** Start of INPUT MATERIAL **
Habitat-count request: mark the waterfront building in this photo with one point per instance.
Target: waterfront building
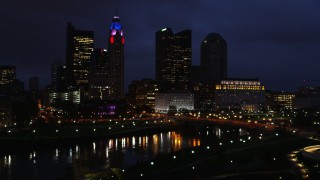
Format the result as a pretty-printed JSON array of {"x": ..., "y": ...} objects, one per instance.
[
  {"x": 100, "y": 76},
  {"x": 283, "y": 100},
  {"x": 178, "y": 101},
  {"x": 79, "y": 48},
  {"x": 116, "y": 58},
  {"x": 71, "y": 96},
  {"x": 307, "y": 98},
  {"x": 243, "y": 94},
  {"x": 58, "y": 77},
  {"x": 173, "y": 59},
  {"x": 143, "y": 92},
  {"x": 213, "y": 58},
  {"x": 5, "y": 110}
]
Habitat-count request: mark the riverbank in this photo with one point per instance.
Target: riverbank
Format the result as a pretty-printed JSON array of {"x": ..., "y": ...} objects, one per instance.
[
  {"x": 77, "y": 133},
  {"x": 267, "y": 158}
]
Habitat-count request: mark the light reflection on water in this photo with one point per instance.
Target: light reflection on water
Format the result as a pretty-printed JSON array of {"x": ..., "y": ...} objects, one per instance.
[{"x": 78, "y": 159}]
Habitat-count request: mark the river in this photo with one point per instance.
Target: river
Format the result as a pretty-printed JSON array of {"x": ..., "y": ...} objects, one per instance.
[{"x": 74, "y": 160}]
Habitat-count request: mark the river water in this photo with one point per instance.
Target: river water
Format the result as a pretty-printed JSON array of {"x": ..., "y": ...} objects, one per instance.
[{"x": 74, "y": 160}]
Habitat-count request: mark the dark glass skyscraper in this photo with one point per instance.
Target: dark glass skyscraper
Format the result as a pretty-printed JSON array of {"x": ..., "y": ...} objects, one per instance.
[
  {"x": 116, "y": 58},
  {"x": 100, "y": 76},
  {"x": 79, "y": 48},
  {"x": 214, "y": 58},
  {"x": 173, "y": 59}
]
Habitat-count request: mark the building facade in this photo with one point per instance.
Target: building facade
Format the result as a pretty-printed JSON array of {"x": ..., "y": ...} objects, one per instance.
[
  {"x": 173, "y": 59},
  {"x": 79, "y": 48},
  {"x": 143, "y": 92},
  {"x": 72, "y": 96},
  {"x": 307, "y": 98},
  {"x": 245, "y": 94},
  {"x": 180, "y": 101},
  {"x": 58, "y": 77},
  {"x": 213, "y": 58},
  {"x": 283, "y": 100},
  {"x": 116, "y": 58},
  {"x": 100, "y": 76}
]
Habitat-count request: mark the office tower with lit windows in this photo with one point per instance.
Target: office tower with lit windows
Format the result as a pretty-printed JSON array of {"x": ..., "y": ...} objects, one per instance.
** End of INPUT MATERIAL **
STATED EXERCISE -> Reproduce all the entries that precede this task, word for word, minus any pictures.

ANSWER ->
Habitat-count request: mark the waterfront building in this photo with one point per instance.
Target: waterfront building
Format the result as a pretty-printed JSON array of {"x": ..., "y": ...} objects, one per instance.
[
  {"x": 100, "y": 76},
  {"x": 283, "y": 100},
  {"x": 178, "y": 101},
  {"x": 79, "y": 48},
  {"x": 116, "y": 58},
  {"x": 71, "y": 96},
  {"x": 307, "y": 98},
  {"x": 243, "y": 94},
  {"x": 58, "y": 77},
  {"x": 173, "y": 59},
  {"x": 143, "y": 92},
  {"x": 213, "y": 58},
  {"x": 5, "y": 110}
]
Habitat-count request: mark the riverbank in this photo with one point per instance.
Target: riverbank
Format the result as a pretty-printed JSON array of {"x": ..., "y": ...} objects, one per instance.
[
  {"x": 77, "y": 133},
  {"x": 267, "y": 158}
]
Habitat-count request: mark the light reflection on water in this photo with one point per instance.
Target: light reflection on water
Format the result as a pretty-printed JSON array of {"x": ..., "y": ...} objects, one per instance.
[{"x": 78, "y": 159}]
Habitat-count request: mark the river in this photo with one point per instance.
Target: river
Format the result as a pretty-printed JSON array of {"x": ..., "y": ...} objects, one per instance.
[{"x": 74, "y": 160}]
Habitat-count request: mark the river water in this photo with one point per instance.
Target: river water
Format the result as a pretty-printed JSON array of {"x": ..., "y": ...} objects, one per instance.
[{"x": 74, "y": 160}]
Habitat-count request: mark the dark glass skyscraper in this photo with one point per instance.
Target: dark glass skyscraper
Format the result as a pretty-printed JSON array of {"x": ..., "y": ...} objects, one per instance.
[
  {"x": 116, "y": 58},
  {"x": 100, "y": 76},
  {"x": 79, "y": 48},
  {"x": 214, "y": 58},
  {"x": 173, "y": 59}
]
Habitat-count request: mark the building facade in this photo with one point per instance.
Target: building facade
Format the result as a pretty-printed JSON array of {"x": ..., "y": ...} objects, one per instance.
[
  {"x": 173, "y": 59},
  {"x": 79, "y": 48},
  {"x": 143, "y": 92},
  {"x": 72, "y": 96},
  {"x": 307, "y": 98},
  {"x": 245, "y": 94},
  {"x": 180, "y": 101},
  {"x": 58, "y": 77},
  {"x": 213, "y": 58},
  {"x": 283, "y": 100},
  {"x": 116, "y": 58},
  {"x": 100, "y": 76}
]
Habitat-count request: mark the office tower with lit windows in this photo with one point per instance.
Target: office tower with lit windows
Format the result as a pretty-printed JSON array of {"x": ..., "y": ...} objects, one per instance.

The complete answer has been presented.